++++ DATASET ++++

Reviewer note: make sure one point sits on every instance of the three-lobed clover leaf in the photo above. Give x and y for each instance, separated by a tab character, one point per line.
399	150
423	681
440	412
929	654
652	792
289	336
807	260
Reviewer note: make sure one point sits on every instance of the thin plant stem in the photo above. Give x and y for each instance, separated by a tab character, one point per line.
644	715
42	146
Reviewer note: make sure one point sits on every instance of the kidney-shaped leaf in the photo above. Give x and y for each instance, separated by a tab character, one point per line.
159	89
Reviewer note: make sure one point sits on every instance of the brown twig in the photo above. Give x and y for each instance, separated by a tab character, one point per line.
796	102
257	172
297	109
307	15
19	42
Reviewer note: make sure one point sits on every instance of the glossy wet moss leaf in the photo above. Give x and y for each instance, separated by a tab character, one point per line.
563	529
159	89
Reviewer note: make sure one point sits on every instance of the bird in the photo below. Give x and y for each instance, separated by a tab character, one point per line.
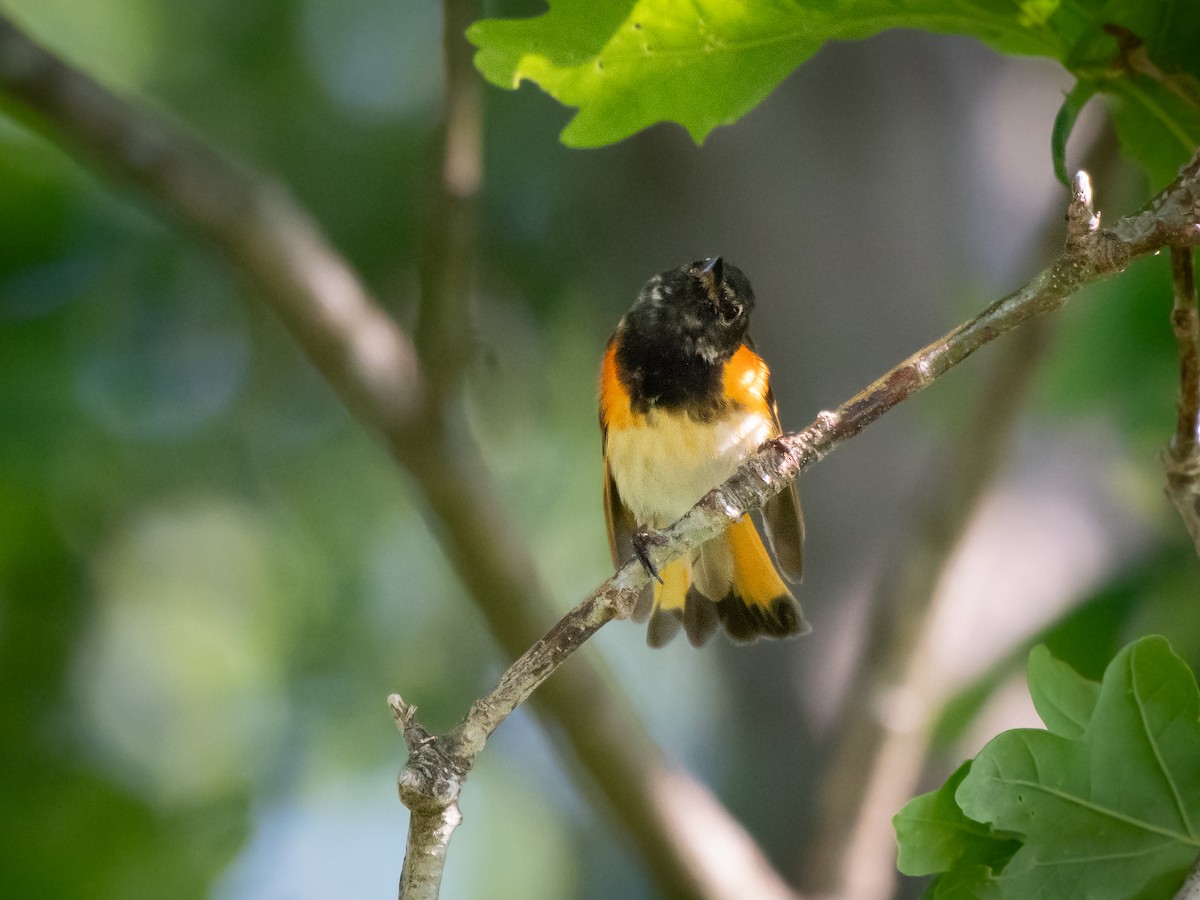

++++

AIM ▸ Write out all of the material again with every "Reviewer note" changed to "Annotator note" and nothing else altered. Omit the pictures.

WORKED ANSWER ▸
Annotator note: make sure one point sits on every instance of the three-lobed clover leaf in the photo above. Give x and y for each instance, separated by a tab character, one point per line.
399	150
423	681
440	412
929	654
652	792
289	336
807	260
Annotator note: make sure one point sits on every instance of the thin plant stem in the photo above. Give x and y for each instance, separated by a tab character, one point per line.
644	715
42	146
Annotator note: make sure one point sits on every instance of the kidney-shaped leaf in the photo above. Give x and y for each instance, separated by a tab character, one point per line.
159	89
Annotator note: make sure one point sits on every instance of the brown twig in the photo above. Give x and y for each instance, separated by a tab character, one point per line.
796	102
257	172
297	109
307	15
19	42
Annotator note: make sure one point sits on every instance of the glossy wet moss leaf in the photo above. Give x and y for each instance, separated by a tab character, one point per line.
563	529
159	89
Annotator note: make sure one point sits on every instance of the bird in the photo below. Give x and y for each instance, separated by a tab character, one point per line.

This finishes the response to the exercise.